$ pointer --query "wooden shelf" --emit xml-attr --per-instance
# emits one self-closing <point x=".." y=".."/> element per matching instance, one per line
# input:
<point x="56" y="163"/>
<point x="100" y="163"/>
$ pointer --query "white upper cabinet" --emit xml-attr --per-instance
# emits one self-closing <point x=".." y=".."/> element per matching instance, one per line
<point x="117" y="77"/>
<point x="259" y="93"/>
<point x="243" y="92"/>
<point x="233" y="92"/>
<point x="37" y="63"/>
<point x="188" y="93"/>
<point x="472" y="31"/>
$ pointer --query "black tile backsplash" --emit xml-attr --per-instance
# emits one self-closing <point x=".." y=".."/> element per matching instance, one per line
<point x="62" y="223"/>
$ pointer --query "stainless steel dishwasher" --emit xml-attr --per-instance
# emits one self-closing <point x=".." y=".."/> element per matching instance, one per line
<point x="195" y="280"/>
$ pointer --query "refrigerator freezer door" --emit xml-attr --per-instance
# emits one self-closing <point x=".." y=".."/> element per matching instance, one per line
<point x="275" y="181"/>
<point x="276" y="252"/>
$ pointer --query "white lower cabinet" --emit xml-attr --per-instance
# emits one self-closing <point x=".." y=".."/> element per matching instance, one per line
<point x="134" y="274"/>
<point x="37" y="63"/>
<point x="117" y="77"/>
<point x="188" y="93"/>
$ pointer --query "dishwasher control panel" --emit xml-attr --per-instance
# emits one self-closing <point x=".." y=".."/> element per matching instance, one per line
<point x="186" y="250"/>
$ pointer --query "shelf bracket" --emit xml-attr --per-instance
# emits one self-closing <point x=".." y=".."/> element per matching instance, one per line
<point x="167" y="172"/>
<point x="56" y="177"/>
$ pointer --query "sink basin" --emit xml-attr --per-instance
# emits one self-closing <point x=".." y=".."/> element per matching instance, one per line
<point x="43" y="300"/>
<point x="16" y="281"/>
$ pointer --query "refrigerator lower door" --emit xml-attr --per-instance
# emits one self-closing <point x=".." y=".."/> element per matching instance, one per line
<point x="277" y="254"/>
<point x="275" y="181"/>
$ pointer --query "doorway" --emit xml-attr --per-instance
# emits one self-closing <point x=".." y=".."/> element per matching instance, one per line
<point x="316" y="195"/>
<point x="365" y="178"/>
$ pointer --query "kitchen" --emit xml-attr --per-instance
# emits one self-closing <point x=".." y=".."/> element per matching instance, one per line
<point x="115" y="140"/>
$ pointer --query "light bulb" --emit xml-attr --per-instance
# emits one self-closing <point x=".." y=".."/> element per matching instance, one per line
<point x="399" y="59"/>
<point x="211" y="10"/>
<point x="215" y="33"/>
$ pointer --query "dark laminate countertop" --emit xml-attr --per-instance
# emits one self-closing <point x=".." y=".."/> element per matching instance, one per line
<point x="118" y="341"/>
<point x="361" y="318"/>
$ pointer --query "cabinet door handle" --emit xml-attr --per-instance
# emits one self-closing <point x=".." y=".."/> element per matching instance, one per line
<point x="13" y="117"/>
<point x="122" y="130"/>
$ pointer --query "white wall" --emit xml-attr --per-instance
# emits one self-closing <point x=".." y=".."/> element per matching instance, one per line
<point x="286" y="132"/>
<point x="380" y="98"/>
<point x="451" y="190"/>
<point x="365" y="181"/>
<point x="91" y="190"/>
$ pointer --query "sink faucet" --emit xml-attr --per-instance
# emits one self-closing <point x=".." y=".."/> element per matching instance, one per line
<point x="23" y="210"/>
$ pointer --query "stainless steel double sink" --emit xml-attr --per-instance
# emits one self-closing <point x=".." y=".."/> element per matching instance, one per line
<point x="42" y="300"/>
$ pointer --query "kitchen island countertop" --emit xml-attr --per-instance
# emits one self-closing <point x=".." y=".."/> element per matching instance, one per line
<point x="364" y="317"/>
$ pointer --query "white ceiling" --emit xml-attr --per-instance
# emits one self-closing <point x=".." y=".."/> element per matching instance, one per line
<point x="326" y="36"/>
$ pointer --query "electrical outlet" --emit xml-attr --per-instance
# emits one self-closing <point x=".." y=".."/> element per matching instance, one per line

§ Aim:
Print all the data exactly.

§ Completed exercise:
$ pointer --query "wooden shelf" --emit xml-attr --per-instance
# emits one self-closing <point x=".." y=".."/> element per matching instance, one per line
# input:
<point x="56" y="163"/>
<point x="100" y="163"/>
$ pointer --query "white upper cabinet" --emit xml-attr --per-instance
# emits one self-closing <point x=".." y=".."/> element per matching instance, one per line
<point x="117" y="77"/>
<point x="259" y="93"/>
<point x="243" y="92"/>
<point x="233" y="92"/>
<point x="37" y="63"/>
<point x="188" y="93"/>
<point x="472" y="31"/>
$ pointer --query "black tile backsplash" --emit xml-attr --per-instance
# emits one self-closing <point x=".." y=".."/> element per matching instance, one per line
<point x="62" y="223"/>
$ pointer --query "stainless steel dishwasher" --emit xml-attr --per-instance
# emits one self-closing <point x=".." y=".."/> element per matching instance, one per line
<point x="195" y="280"/>
$ pointer --query "refrigerator freezer door" --emit xml-attr --per-instance
# emits one self-closing <point x=".." y=".."/> element per matching instance, one per line
<point x="275" y="181"/>
<point x="276" y="252"/>
$ pointer --query "white lower cabinet" --emit xml-attr --per-instance
# emits one self-closing <point x=".." y=".."/> element per matching instance, one per line
<point x="134" y="274"/>
<point x="37" y="63"/>
<point x="117" y="77"/>
<point x="188" y="93"/>
$ pointer --query "dishwasher control panel" --emit xml-attr --per-instance
# emits one self-closing <point x=".." y=".."/> element per matching instance, one per line
<point x="186" y="250"/>
$ pointer --query "shelf bracket" --emit xml-attr --per-instance
# emits one self-closing <point x=".." y=".."/> element per matching instance, one per line
<point x="167" y="172"/>
<point x="56" y="177"/>
$ pointer --query "sink basin" --emit xml-attr --per-instance
# emits one self-closing <point x=".." y=".."/> element per matching instance, one per line
<point x="43" y="300"/>
<point x="16" y="281"/>
$ pointer --query "refrigerator lower door" --emit xml-attr --per-instance
# emits one self-closing <point x=".." y=".."/> element per matching instance, one per line
<point x="277" y="254"/>
<point x="275" y="181"/>
$ pointer --query "doorway" --emit xml-attr --per-instance
# emits one self-closing <point x=".." y=".."/> element per matching instance, one per line
<point x="316" y="195"/>
<point x="365" y="178"/>
$ pointer --query "kitchen" --emit xml-attr --per-instance
# emits one self-closing <point x=".." y=".."/> element per matching instance, one per line
<point x="115" y="140"/>
$ pointer --query "light bulb" --emit xml-attr --per-instance
# emits one self-closing <point x=".." y=".."/> element per matching instance, one per line
<point x="399" y="59"/>
<point x="211" y="10"/>
<point x="215" y="33"/>
$ pointer --query "dark laminate countertop" --emit xml-attr --per-instance
# emits one self-closing <point x=".." y=".."/> element per matching instance, one per line
<point x="118" y="341"/>
<point x="361" y="318"/>
$ pointer --query "cabinet door handle" --emit xml-attr --per-instance
# emits one self-closing <point x=".." y=".."/> element per matching instance, one per line
<point x="13" y="117"/>
<point x="122" y="130"/>
$ pointer --query "white wall" --emit xml-attr --per-instance
# emits one self-closing <point x=".." y=".."/> element per matching instance, one per line
<point x="286" y="132"/>
<point x="380" y="98"/>
<point x="451" y="190"/>
<point x="365" y="181"/>
<point x="91" y="190"/>
$ pointer --query "sink faucet" --emit xml-attr --per-instance
# emits one self-closing <point x=".." y=".."/> element per matching instance, one per line
<point x="23" y="210"/>
$ pointer --query "stainless steel double sink" --emit xml-attr --per-instance
# emits one self-closing <point x=".." y=".."/> element per matching instance, one per line
<point x="42" y="300"/>
$ pointer --query "kitchen island countertop" --emit xml-attr --per-instance
# emits one self-closing <point x=".." y=".."/> element per matching instance, one per line
<point x="364" y="317"/>
$ pointer --query "white ceiling" --emit xml-attr --per-instance
# emits one self-closing <point x=".." y=".."/> element per matching instance, one per line
<point x="326" y="36"/>
$ pointer --query "electrical outlet" --emit xml-attr --per-instance
# emits one self-closing <point x=".." y=".."/> element per matching instance, one per line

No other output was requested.